SHORT TASK:
Rewrite the listing below with every "bride's" changed to "woman's" and all else kept the same. Omit the pictures from your version.

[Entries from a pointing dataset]
_ _ _ _ _ _ _

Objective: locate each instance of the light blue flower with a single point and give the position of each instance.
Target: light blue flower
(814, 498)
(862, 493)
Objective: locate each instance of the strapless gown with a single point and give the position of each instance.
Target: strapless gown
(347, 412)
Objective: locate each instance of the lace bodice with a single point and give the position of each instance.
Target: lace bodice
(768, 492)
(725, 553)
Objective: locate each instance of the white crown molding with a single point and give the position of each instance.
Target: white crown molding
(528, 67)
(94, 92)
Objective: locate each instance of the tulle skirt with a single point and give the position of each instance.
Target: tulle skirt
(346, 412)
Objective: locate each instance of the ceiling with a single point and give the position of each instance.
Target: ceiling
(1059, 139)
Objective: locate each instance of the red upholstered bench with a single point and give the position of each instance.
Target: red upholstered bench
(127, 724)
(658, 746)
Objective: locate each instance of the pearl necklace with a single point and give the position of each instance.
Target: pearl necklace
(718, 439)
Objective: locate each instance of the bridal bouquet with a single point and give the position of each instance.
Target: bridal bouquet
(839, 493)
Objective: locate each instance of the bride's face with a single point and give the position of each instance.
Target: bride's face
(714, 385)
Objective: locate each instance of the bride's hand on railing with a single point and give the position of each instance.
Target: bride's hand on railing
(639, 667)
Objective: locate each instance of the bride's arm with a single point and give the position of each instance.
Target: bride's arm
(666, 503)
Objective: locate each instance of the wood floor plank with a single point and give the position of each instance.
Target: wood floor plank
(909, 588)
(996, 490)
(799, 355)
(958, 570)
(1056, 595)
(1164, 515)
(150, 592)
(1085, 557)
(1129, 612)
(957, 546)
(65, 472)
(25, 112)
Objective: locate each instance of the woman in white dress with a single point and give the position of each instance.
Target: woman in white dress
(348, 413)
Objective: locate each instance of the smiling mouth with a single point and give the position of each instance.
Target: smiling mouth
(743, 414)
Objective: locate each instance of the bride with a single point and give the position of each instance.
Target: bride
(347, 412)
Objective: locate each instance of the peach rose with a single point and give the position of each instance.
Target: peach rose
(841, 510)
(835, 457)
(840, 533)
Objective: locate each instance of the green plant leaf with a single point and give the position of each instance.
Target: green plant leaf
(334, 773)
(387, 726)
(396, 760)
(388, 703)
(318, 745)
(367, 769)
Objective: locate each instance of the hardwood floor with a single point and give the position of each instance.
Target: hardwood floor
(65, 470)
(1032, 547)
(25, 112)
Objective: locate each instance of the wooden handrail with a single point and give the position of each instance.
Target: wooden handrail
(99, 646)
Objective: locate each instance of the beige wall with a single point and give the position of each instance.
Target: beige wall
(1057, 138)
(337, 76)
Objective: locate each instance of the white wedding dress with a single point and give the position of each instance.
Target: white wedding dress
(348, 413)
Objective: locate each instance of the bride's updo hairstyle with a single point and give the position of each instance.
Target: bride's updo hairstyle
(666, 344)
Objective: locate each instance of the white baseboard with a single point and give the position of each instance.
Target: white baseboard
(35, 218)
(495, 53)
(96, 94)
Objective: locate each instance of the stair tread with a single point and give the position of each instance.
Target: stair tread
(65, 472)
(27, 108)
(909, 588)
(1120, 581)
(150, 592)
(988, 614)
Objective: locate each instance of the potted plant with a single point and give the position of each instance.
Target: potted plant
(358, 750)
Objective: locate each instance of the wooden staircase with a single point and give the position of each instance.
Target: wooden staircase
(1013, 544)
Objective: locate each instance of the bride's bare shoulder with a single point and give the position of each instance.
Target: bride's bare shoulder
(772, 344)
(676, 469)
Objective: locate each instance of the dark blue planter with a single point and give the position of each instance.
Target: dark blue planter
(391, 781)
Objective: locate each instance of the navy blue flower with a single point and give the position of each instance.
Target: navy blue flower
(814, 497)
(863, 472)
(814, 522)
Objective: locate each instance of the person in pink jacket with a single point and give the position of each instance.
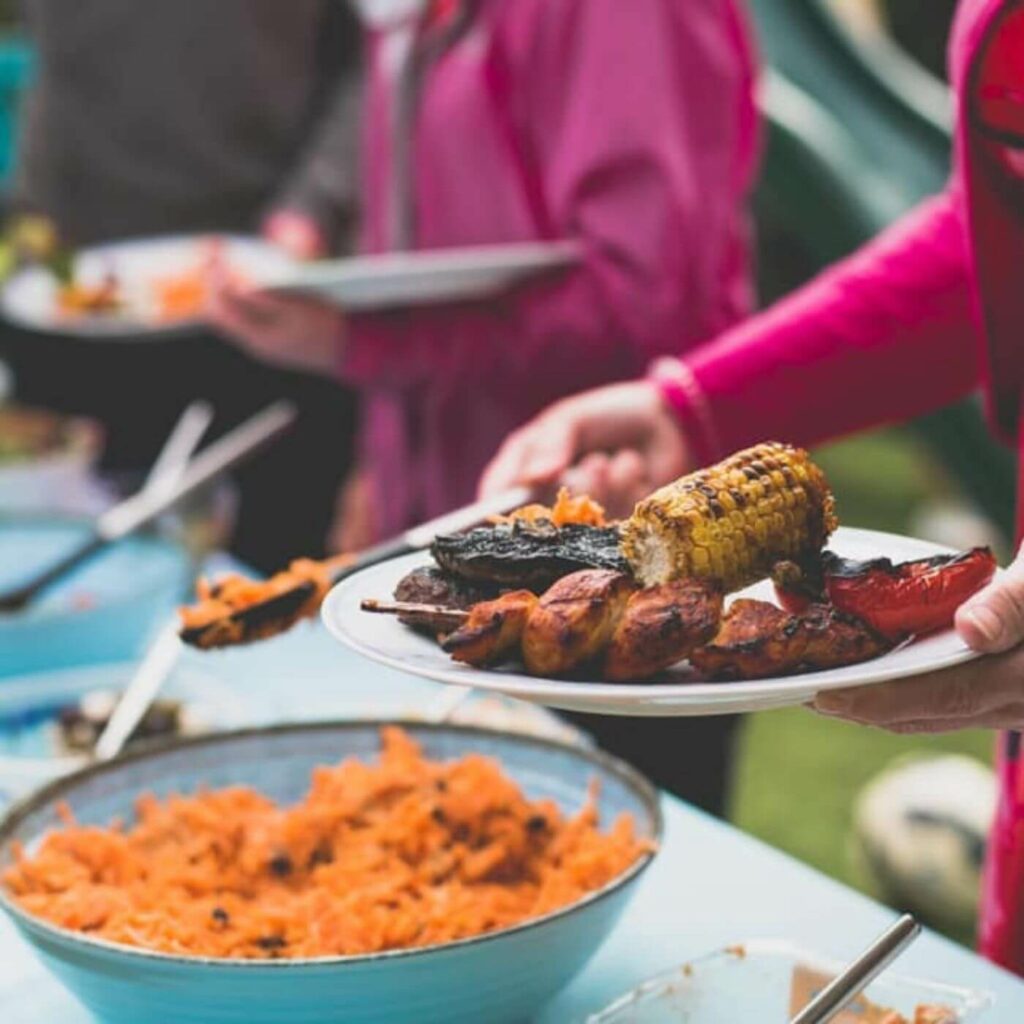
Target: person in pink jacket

_ _ _ _ _ _ _

RESPONSE TO THIS EXERCISE:
Objective: locate each instance of the light blue flower with a single point and give the position of each instance.
Target: light blue flower
(814, 498)
(862, 493)
Objective: locate each instance of the strapless gown with a single point and give the position of each instance.
Target: strapless gown
(347, 412)
Objective: locate each instance of the lace bodice with a single point and give the position of each instance.
Target: lace bodice
(768, 492)
(725, 553)
Objective: locate each instance of the white crown molding with a single point and give the position of each instance.
Target: white crown molding
(528, 67)
(94, 92)
Objective: locate each instance of the tulle skirt with a single point and give the position of each instance.
Target: tulle skirt
(346, 412)
Objective: locate each instance of the ceiling with a single point and give the position of each instance.
Target: ceiling
(1059, 139)
Objective: locate each instance of the red upholstered bench with a single point and give the position of each instance.
Target: red upholstered bench
(127, 724)
(658, 746)
Objective: locate each instance of the pearl necklace with a single point and give the position of each instance.
Target: pearl necklace
(718, 439)
Objective: locate each instance of the bridal bouquet with a single point and give the position of each instance.
Target: bridal bouquet
(839, 493)
Objective: locate each instance of the woman's face with a single point and give the position of each instance.
Target: woman's face
(714, 385)
Objective: locate each instance of the woman's hand on railing with a single point and give the position of each instance.
Target: woman's hand on railing
(639, 667)
Objective: locate each instance of the woman's arm with a single point and give the position of each instance.
Target: woman's arm
(666, 503)
Objective: locate each instance of the wood floor plank with a single point and give the position of each instance.
Target: wood floor plank
(909, 588)
(996, 490)
(799, 355)
(958, 570)
(1056, 595)
(1164, 515)
(150, 592)
(1085, 557)
(1129, 612)
(957, 546)
(65, 472)
(25, 112)
Objective: locate each instance of the woman in white dress with a single point and give the position of each instance.
Target: woman in white dress
(348, 413)
Objective: locate each instance of the smiling mouth with a single point and give the position of each instance.
Target: smiling mouth
(743, 414)
Objective: locate each instance of the bride with a single point and give the position of each instance.
Target: bride
(347, 412)
Objective: locate each instance of the peach rose with a single point and give the position of each instance.
Target: peach rose
(841, 510)
(835, 457)
(840, 533)
Objective: locate each instance of the green plant leaf with a single point and give the position of each instance.
Target: green plant leaf
(334, 773)
(387, 726)
(396, 760)
(388, 703)
(318, 745)
(367, 769)
Objective: locate each instance of the hardwood floor with a single point and give the position of each instance.
Target: hardwood floor
(65, 470)
(1032, 547)
(25, 112)
Objective: locate each instance of the wooden handrail with a single point and give the position of each instance.
Target: wooden handrail
(99, 646)
Objective: locate each instance of the beige wall with a single point and give the position of each instance.
Target: beige wall
(1057, 138)
(337, 76)
Objective: locate each instance of the white wedding dress with a single point and give the position of each instance.
Target: white wedding dress
(348, 413)
Objective: locate each instance of the woman's updo hairstyle with a single point and give the position of each instance.
Target: woman's updo hairstyle
(666, 344)
Objective: locate each instance of the white baseboard with a single point and give the position of each instance.
Target: white baseboard
(35, 218)
(495, 53)
(96, 94)
Objective: locate each instance of the stair tread with a single point and give the position of each instance.
Target: stair tread
(65, 472)
(27, 108)
(909, 588)
(1120, 581)
(150, 592)
(988, 614)
Objective: locate each instance of the potted plant with a single point and give the position of each instance.
Target: potted plant
(358, 750)
Objective: locate each instance of the wooden staircase with a single point and give the position of each instance.
Target: wooden staircase
(1013, 544)
Objective: locate each instance of the woman's bare shoulder with a single point and give the position of each instance.
Target: woman's bare shoulder
(772, 344)
(676, 469)
Objective: locate each instance of the dark blue planter with a single point and give the position of each instance.
Target: dark blue planter
(391, 781)
Objective: locate each instance of the navy blue flower with a single point and give the position of each instance.
Target: navy blue flower
(814, 497)
(863, 472)
(814, 522)
Objective: locate each instance of the person in pink jacket with a single point and give the position of each instance.
Target: person in pink jacket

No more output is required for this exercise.